— BEGIN RAW RECORDS —
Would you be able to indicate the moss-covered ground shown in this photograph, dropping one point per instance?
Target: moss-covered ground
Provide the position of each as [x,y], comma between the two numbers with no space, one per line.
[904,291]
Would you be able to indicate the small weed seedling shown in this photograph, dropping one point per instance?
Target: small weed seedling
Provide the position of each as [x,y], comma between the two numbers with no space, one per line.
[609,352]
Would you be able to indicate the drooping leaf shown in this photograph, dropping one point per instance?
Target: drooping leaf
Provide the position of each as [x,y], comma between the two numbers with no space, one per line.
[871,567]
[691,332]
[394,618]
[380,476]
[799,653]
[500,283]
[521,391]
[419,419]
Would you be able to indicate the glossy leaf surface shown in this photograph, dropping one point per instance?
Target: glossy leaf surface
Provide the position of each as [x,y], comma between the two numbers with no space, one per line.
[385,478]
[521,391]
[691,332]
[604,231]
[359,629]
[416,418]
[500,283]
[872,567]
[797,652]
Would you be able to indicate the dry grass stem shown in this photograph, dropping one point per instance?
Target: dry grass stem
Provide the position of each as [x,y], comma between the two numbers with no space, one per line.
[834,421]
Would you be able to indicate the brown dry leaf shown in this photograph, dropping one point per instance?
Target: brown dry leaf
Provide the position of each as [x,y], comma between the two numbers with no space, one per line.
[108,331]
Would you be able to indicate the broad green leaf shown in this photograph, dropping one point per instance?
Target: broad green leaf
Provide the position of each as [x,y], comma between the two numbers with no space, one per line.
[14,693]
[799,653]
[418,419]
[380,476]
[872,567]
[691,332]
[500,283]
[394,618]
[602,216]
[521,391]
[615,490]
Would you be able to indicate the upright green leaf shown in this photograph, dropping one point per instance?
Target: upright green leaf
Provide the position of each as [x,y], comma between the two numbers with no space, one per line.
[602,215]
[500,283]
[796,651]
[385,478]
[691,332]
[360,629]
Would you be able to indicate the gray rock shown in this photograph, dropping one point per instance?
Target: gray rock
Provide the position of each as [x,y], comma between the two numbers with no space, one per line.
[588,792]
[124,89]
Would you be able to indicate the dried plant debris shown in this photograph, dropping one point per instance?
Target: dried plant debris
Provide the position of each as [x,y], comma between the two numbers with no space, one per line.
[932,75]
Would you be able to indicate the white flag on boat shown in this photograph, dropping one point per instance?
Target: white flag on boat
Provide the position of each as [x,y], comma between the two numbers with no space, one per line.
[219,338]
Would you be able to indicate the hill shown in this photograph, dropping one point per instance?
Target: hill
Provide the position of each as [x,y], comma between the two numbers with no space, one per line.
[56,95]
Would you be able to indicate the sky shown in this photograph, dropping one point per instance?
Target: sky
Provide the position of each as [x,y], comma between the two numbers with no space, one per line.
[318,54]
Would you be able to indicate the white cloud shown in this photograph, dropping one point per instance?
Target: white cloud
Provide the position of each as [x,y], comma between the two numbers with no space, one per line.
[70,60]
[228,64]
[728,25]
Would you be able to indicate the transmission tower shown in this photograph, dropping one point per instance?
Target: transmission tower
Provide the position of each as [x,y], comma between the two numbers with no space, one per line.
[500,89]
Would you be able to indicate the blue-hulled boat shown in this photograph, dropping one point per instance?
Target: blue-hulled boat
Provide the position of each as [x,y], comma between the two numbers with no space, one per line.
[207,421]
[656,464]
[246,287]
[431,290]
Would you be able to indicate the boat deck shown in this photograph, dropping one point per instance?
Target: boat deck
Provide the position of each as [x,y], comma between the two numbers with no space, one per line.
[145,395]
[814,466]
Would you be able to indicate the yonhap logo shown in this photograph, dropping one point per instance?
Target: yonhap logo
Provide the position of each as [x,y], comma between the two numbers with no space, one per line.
— END RAW RECORDS —
Every entry must be quoted exactly as it appears above.

Would you be able to indicate the moss-covered ground shown in this photograph, dropping one point per instance?
Target: moss-covered ground
Provide the position of each as [x,y], comma between the two numbers with no space, one per line.
[904,291]
Would you be able to indicate the small weed seedling shown in this photograph, dropping one point per instance?
Target: small weed seedling
Provide the position of each as [x,y], comma between the two numbers with no space, one per line.
[609,352]
Would you be able to indicate the drooping leaf shown in this photograph, dropping one point per instance?
Target: drooping leaf
Provide the position of each as [x,y], comma between the two numbers with no space, one per line.
[871,567]
[691,332]
[394,618]
[380,476]
[799,653]
[500,283]
[521,391]
[419,419]
Would you be able to indicate the glossy leaf surface shown in this photograph, dropping one point per instance?
Target: glossy leaf surface
Provide the position of each as [x,y], comma between the two numbers with no space, one per line.
[385,478]
[521,391]
[691,332]
[604,231]
[359,629]
[416,418]
[500,283]
[872,567]
[797,652]
Would you be able to indicate the dry grass stem shown in this photograph, dropping one point per instance?
Target: dry grass stem
Provide the position of each as [x,y], comma between the two numbers with no space, one per line.
[834,421]
Would you be able to indicate the brown dry leaf shown in this photograph, dropping one point per instance?
Target: brown dry leaf
Provide the position of each as [x,y], comma between the two numbers with no space, one per line.
[108,331]
Would you be able to indicate the broad green leaf shown in this photograph, dropping one point per instance?
Target: broad green leaf
Provide the position of each as [x,y], comma between the two numbers with no space, one per line.
[14,693]
[799,653]
[418,419]
[380,476]
[872,567]
[691,332]
[500,283]
[394,618]
[602,216]
[521,391]
[615,490]
Would you be able to indicate the upright green leaf shown in this photograph, dropping one point per instance?
Target: upright green leaf
Provide the position of each as [x,y], comma between the two numbers with no space, one per line.
[602,215]
[500,283]
[796,651]
[385,478]
[691,332]
[360,629]
Would you be able to indicate the gray rock shown in this photograph, dropping one point per instance?
Target: gray rock
Provide the position of each as [x,y], comma between the two numbers with no space, one per line.
[588,792]
[124,89]
Would you be able to indicate the dried plant debris shown in this photograph, dropping one point per instance?
Target: dried plant debris
Provide the position of each as [x,y], comma between the two numbers with no space, one per line.
[932,75]
Would you be able to indicate the white flag on boat shown in this photograph, dropping one point per instance?
Target: white flag on boat
Provide the position of each as [x,y], comma between the two numbers with no space, one per line.
[219,338]
Would you be able to indicate the hill shown in this photograph, dropping one point per instance?
Target: hill
Provide the position of each as [x,y], comma between the two numbers with no space, one per line.
[56,95]
Would you be able to indicate the sky shown in this photograph, dropping one point per instance?
Target: sky
Provide the position of each as [x,y], comma between the two numbers with no space, one per line.
[318,54]
Would you be able to indicate the white cloud shown in this photograph, dropping one point per instance?
Target: white cloud
Provide the position of each as [x,y], comma between the two numbers with no space, one per line.
[70,60]
[228,64]
[728,25]
Would you be able to indicate the transmission tower shown in this photograph, dropping one point per instance?
Target: transmission tower
Provide the position of each as [x,y], comma between the two numbers with no space, one per line.
[500,89]
Would you be able to indicate the blue-hulled boat shown in this photograph, dropping one point per instance?
Target: blue-hulled boat
Provide the position of each as [x,y], comma between the two numbers with no space, one per line.
[207,421]
[656,464]
[246,287]
[431,290]
Would you be able to indicate the boat deck shown in this photograph, dropping one point per instance?
Target: boat deck
Provide the position of each as [x,y], comma between the two numbers with no space, one per line.
[145,395]
[814,466]
Would you be able to indicate the yonhap logo shown in this photograph, dropping one point per instance?
Target: yonhap logo
Provide the position of each as [x,y], comma between the two numbers with no space, one per line.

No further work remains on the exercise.